EXCERPT:
------------------------

Apple and Google have been partners in mobile since the release of the original Apple iPhone in 2007, but they've since become less than friendly rivals thanks to Android's debut in 2008. With the release of the iPhone 5S and the Moto X, by Google subsidiary Motorola, the two companies are also in competition. Is the iPhone 5S or the Moto X the better phone?

Hardware and Design

Apple and Motorola built touch-friendly smartphones that are easily pocketable. Apple's approach is to make a slender phone made of aluminum that feels remarkably light and flat. Motorola opts for a slightly larger frame that curves more and has a smoother three-polymer blend material. Apple's design looks better, Motorola's feels more comfortable to hold because of its curvature and added weight.

The iPhone 5S features dual speakers near the bottom of the device that are not as loud as the Moto X. Both reach a solid volume, but the Moto X raises the decibel level just a bit higher. Unfortunately, it also tends to have higher treble when listening to music, so the iPhone 5S has a more complete sound. One negative about that sound is that it can be blocked or not as rich when held in landscape, while the speaker placement of the Moto X makes it the better option in the orientation common for watching video.

------------------------

Carry the iPhone 5S and Moto X comparison forward from its final sentence. The material that comes next is separate from the iPhone 5S and Moto X comparison.

------------------------

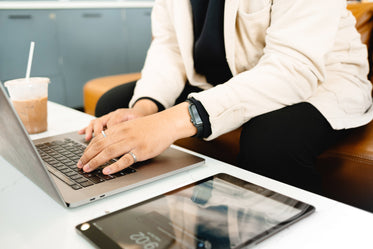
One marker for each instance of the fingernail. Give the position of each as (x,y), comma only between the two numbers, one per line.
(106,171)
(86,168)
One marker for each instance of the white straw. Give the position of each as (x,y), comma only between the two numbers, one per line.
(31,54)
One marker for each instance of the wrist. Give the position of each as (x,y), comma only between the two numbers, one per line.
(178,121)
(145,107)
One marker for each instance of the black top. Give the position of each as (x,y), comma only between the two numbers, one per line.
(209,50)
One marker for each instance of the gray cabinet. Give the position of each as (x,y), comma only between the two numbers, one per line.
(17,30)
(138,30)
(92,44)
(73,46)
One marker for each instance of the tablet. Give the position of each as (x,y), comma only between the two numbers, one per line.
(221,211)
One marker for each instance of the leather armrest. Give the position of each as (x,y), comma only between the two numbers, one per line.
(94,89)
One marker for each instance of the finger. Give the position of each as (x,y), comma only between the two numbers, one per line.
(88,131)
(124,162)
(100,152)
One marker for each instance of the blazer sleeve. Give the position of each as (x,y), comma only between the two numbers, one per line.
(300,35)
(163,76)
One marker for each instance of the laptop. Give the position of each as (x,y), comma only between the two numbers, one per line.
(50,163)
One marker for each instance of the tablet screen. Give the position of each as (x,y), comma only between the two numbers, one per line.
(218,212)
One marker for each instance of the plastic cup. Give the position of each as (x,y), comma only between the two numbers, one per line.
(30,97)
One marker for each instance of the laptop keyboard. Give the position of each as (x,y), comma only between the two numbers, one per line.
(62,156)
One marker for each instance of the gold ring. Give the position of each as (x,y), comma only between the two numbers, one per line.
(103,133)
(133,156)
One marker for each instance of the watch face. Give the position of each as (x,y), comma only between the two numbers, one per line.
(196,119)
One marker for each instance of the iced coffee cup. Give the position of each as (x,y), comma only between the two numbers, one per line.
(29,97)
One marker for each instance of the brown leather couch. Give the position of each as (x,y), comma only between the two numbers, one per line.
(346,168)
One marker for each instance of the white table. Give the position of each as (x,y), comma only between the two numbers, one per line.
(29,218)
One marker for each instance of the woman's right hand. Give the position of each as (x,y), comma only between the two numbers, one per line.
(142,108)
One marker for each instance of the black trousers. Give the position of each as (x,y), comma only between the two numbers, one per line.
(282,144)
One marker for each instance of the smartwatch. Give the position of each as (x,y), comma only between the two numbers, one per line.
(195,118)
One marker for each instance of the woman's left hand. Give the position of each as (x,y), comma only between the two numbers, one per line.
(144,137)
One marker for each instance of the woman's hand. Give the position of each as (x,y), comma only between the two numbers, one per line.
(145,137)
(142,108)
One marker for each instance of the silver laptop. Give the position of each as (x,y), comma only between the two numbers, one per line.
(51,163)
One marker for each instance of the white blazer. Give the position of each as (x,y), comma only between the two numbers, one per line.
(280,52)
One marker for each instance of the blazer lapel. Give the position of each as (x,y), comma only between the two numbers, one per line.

------------------------

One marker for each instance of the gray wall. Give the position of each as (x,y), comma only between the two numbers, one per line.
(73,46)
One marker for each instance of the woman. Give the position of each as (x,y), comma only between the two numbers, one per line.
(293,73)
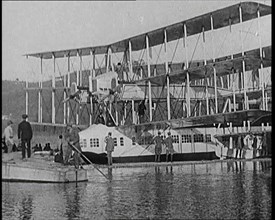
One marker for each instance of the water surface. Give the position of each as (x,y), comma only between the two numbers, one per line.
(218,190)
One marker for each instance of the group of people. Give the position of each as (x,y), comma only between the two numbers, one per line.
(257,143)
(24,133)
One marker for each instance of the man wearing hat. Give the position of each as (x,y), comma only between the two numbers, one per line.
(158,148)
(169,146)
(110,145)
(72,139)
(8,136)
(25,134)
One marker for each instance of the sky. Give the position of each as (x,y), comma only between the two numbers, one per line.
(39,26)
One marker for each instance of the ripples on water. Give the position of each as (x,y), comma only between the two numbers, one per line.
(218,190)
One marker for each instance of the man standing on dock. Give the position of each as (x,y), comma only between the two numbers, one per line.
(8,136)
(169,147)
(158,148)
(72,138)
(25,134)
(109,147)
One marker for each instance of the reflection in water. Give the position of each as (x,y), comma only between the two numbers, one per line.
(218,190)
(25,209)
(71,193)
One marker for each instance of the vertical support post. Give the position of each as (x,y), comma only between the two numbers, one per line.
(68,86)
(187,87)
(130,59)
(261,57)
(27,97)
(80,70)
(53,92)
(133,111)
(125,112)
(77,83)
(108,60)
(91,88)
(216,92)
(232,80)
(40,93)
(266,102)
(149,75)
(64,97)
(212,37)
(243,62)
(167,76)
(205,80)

------------------------

REPLY:
Picking the better screen is somewhat easier. The 4-inch LCD retina display of the iPhone 5S is brighter, has richer colors, and is superior from a quality standpoint. It's less victorious from a quantity standpoint. The Moto X has a 4.7-inch 720p AMOLED display that tends to be darker, but it's bigger and closer to the right size of balancing a large display area and compact phone size. I'd rather watch video on a Moto X, but the overall quality of the iPhone 5S for more frequent activities like web browsing makes the 5S display preferable.

As for speed, both phones have dual-core processors and a low-power companion core to support additional features. Both phones are consistently quick to load content and smooth. The iPhone 5S is slightly faster and more responsive in most areas. Despite having 1GB of RAM to the 2GB RAM and higher clock speed of the Moto X, the iPhone 5S still performs faster when browsing the web. The lengthy animations introduced in iOS 7 diminish the visual advantage iOS has in speed, but it does transition between apps and function fairly quickly. On the other hand, the Moto X tends to last a little bit longer. Even though both phones tend to last a full day, when doing the same thing side-by-side - streaming Netflix, podcasts, and then holding a long phone conversation - the Moto X had more power remaining. Android also offers better indicators for spotting the battery draining apps and settings, so the Moto X has a little more juice in its 2,200mAh battery.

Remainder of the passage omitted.